_Task brief_. Among the records below, find each line containing the word "wire" and copy it.

-=-=-

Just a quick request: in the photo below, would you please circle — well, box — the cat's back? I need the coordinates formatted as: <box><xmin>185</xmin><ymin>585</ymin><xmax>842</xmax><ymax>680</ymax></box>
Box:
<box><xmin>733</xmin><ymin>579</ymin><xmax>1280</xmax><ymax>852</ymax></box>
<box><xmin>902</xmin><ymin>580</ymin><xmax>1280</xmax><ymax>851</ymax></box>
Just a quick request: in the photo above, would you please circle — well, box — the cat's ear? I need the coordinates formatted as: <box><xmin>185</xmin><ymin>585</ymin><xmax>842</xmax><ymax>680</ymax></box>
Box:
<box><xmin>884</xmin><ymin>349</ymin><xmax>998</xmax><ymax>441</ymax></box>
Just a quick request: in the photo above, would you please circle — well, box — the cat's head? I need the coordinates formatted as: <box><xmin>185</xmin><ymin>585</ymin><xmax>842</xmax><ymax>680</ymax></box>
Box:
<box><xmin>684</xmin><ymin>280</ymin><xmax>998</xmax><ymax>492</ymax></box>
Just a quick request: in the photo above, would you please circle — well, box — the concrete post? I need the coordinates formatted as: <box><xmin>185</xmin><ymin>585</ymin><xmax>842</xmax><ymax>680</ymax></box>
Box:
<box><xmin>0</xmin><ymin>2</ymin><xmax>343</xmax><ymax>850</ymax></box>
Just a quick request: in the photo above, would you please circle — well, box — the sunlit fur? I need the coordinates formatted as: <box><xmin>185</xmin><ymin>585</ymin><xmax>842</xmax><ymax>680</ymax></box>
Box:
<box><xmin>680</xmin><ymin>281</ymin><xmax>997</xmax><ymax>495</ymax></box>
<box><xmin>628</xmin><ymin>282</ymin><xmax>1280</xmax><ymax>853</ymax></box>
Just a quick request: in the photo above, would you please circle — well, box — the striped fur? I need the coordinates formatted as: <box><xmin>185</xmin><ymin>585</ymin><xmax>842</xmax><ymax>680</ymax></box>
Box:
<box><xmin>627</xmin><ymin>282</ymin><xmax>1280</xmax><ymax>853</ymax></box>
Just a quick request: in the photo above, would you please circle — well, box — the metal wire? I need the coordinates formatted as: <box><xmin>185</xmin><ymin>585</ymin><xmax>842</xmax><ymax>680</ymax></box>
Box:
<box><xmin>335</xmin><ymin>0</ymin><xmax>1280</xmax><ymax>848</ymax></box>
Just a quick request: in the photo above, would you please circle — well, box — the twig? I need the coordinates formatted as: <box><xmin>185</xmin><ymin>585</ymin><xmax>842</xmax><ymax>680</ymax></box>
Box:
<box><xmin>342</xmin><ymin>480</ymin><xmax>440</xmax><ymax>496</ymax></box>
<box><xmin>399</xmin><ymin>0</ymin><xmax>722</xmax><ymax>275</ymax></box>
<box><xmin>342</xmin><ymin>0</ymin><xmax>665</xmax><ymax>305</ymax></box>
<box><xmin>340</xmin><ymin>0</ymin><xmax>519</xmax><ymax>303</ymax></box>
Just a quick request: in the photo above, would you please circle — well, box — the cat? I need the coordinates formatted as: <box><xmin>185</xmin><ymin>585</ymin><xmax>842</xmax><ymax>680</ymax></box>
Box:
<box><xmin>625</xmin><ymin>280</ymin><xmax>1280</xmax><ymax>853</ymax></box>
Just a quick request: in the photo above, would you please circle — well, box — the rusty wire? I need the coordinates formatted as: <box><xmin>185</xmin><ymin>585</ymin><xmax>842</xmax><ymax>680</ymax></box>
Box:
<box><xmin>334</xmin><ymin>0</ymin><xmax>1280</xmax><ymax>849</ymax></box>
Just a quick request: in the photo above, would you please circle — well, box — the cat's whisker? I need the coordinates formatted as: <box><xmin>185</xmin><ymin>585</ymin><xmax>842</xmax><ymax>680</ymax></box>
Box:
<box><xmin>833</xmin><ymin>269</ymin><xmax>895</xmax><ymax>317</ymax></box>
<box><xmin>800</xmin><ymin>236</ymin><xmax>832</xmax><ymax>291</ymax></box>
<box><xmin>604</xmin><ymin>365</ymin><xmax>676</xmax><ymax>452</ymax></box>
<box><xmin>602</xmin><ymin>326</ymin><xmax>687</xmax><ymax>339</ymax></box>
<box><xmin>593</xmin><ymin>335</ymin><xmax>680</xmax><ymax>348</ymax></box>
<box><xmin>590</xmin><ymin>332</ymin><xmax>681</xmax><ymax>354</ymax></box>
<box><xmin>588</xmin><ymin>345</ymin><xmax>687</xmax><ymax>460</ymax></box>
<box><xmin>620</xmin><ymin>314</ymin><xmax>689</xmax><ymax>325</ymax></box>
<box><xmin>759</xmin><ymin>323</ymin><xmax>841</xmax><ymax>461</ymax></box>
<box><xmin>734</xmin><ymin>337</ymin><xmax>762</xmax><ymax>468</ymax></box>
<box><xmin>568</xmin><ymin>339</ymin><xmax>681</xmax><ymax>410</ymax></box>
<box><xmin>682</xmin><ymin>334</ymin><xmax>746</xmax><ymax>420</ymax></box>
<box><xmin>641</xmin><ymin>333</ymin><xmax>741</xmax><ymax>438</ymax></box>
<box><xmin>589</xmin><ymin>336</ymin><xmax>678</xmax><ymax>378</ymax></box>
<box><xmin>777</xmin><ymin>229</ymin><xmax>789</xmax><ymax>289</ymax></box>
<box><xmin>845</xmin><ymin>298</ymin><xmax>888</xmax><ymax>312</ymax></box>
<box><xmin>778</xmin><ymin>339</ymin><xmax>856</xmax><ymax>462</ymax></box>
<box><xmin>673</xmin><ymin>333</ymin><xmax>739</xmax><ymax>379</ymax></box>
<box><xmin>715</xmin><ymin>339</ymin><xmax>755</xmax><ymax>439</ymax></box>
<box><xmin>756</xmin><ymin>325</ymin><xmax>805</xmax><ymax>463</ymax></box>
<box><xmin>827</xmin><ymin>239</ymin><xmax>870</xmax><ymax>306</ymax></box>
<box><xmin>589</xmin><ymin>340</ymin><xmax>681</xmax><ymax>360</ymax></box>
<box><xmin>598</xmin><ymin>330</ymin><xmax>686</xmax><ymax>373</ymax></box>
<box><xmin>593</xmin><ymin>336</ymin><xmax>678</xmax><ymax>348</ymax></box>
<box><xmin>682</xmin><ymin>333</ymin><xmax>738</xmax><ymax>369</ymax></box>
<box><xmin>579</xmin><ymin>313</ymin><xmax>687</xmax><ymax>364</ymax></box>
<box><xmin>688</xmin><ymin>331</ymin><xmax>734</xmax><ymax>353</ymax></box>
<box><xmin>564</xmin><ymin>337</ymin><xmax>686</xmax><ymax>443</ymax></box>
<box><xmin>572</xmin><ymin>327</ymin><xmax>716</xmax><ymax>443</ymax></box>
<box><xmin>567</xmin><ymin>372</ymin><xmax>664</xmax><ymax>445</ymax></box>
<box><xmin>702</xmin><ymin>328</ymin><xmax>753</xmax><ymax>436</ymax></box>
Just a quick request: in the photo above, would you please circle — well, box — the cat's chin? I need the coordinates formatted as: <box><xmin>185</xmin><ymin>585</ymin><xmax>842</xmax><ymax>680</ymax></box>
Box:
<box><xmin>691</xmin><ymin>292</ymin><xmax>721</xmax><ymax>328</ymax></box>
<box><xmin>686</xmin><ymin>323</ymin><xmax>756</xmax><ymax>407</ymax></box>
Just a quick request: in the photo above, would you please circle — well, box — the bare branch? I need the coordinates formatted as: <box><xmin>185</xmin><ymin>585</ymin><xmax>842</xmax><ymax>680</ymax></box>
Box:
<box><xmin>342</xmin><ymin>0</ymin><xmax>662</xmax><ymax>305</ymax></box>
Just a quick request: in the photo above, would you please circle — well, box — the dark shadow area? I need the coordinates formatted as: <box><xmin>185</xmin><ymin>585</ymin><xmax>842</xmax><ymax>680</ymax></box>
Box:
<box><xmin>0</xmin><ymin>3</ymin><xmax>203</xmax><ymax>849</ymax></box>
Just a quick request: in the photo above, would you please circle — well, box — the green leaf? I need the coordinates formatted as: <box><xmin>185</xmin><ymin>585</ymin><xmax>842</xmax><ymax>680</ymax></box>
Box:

-=-=-

_Solution to the exercise_.
Just a quick request: in the photo above, would you please circle — well, box — the metal wire? I need the coordinates formatted as: <box><xmin>185</xmin><ymin>585</ymin><xmax>842</xmax><ymax>680</ymax></box>
Just a quick request: in the photo above, would you please circle — well, box — the rusty wire? I need the coordinates formatted as: <box><xmin>185</xmin><ymin>585</ymin><xmax>842</xmax><ymax>680</ymax></box>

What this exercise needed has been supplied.